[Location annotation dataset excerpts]
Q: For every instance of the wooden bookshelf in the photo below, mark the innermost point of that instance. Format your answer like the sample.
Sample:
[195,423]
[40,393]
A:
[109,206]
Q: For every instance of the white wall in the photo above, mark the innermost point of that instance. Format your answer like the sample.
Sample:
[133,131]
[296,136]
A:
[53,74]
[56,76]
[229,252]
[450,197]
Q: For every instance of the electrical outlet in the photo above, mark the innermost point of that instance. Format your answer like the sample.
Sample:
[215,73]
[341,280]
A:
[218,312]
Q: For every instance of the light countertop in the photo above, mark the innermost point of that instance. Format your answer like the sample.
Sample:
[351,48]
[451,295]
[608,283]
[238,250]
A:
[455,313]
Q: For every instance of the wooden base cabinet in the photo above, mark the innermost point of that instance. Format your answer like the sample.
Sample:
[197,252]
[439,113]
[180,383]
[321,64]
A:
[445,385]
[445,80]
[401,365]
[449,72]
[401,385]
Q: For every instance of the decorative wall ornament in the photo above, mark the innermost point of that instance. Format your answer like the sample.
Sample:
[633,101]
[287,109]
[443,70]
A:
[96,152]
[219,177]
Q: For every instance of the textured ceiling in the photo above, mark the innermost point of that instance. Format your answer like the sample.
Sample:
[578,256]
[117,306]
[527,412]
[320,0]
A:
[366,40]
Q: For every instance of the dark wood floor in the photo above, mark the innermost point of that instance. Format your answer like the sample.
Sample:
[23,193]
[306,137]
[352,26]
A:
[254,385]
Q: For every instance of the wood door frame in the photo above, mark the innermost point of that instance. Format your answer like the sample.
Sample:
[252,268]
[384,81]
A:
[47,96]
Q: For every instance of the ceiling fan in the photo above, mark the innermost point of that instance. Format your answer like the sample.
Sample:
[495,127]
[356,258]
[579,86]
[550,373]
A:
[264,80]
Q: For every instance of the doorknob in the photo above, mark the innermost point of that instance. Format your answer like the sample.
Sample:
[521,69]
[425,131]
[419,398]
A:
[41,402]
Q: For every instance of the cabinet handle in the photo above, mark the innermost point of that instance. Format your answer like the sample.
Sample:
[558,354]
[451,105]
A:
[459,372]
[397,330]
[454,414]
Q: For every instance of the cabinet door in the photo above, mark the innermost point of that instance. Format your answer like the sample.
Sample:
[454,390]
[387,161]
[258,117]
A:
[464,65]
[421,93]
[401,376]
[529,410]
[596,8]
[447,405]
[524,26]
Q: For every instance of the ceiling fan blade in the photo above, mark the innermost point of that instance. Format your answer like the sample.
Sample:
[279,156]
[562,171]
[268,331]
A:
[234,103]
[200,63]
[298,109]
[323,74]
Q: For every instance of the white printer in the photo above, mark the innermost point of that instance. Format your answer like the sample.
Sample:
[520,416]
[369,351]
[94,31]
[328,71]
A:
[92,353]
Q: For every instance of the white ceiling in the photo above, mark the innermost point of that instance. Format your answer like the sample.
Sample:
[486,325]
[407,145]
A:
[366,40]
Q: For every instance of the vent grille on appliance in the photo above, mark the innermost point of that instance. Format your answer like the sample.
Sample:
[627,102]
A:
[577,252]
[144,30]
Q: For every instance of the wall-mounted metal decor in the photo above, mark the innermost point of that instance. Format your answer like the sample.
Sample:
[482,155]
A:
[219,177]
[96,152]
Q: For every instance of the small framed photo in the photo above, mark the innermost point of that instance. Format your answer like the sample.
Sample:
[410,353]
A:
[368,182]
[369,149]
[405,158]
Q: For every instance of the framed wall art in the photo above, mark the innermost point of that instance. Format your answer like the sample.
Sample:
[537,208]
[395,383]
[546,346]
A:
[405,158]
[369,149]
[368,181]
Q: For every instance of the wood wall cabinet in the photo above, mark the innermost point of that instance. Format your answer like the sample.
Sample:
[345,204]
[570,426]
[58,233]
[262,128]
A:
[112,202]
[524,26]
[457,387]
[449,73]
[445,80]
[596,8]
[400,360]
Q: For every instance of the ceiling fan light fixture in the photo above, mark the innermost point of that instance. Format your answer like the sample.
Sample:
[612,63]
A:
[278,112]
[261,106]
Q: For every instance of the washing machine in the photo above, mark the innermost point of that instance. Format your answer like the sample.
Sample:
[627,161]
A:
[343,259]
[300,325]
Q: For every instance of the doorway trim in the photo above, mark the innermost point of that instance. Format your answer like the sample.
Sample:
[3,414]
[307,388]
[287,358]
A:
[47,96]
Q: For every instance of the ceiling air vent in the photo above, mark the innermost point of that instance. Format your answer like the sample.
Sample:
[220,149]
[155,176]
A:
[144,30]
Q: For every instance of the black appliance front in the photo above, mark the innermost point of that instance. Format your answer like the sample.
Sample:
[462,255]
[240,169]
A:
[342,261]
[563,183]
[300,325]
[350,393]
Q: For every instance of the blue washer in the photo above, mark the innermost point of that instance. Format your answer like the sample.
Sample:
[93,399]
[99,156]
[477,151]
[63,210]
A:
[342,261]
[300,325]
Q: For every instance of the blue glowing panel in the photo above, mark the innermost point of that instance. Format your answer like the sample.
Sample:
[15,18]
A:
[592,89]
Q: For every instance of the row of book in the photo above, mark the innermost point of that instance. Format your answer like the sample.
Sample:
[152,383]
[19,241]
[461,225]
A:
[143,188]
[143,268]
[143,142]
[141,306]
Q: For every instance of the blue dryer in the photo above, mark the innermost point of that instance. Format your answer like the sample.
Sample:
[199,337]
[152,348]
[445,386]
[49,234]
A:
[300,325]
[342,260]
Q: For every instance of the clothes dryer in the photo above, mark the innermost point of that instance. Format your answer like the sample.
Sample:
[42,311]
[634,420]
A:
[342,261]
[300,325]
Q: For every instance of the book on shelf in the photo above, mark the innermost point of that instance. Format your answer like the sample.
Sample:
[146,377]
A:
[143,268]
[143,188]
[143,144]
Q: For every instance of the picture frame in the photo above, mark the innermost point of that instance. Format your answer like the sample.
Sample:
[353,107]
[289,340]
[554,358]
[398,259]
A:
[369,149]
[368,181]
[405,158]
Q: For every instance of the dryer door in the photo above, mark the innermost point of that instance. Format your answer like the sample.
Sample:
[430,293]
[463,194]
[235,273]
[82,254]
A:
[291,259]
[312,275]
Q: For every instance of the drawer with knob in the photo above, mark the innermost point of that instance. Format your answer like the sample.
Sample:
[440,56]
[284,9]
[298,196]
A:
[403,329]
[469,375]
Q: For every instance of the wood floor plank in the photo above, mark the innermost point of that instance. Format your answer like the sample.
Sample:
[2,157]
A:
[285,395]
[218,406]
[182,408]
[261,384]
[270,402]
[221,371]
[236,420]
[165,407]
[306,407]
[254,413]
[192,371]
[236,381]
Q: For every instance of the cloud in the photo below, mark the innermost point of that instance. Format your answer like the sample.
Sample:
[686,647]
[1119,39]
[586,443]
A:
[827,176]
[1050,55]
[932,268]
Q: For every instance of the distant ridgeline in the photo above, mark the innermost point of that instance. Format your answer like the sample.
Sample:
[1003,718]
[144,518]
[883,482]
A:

- **Task to complete**: Rewrite the rows from the line containing "Q: For every instance of the picture" through the end of the rows, replacing "innermost point" with "central point" and leaving everything else unchanged.

- **Written response**:
Q: For every instance of the picture frame in the photo above, mark the central point of that instance. Format your answer like the sample.
Sample:
[353,107]
[289,340]
[554,358]
[398,259]
A:
[369,149]
[368,181]
[405,158]
Q: For every instance of the dryer door in the photo above, mark the central point of that instance. Format your answer like the sample.
Sample:
[430,293]
[463,194]
[235,273]
[82,254]
A:
[291,259]
[312,275]
Q: For every instance of the drawer with knob in the photo above, mark the central point of that instance. Format your answer like the sample.
Sample:
[440,56]
[284,9]
[298,196]
A:
[403,329]
[469,375]
Q: For every instance of the wood floor plank in the photo above, mark the central point of that instance. Format your answer like the sample.
Sample:
[2,157]
A:
[285,395]
[218,406]
[182,408]
[261,384]
[270,402]
[221,371]
[236,420]
[165,407]
[306,407]
[254,413]
[192,371]
[236,381]
Q: For every instance of the cloud in the photo below, mark the central point of that instance. Format your answer like the sample.
Sample:
[686,647]
[1119,39]
[586,443]
A:
[827,176]
[1050,55]
[932,268]
Q: For every instance of the distant ridgeline in the photo above, mark the central point of that instance. Format your answer like the sample.
Sample:
[1003,718]
[144,518]
[883,482]
A:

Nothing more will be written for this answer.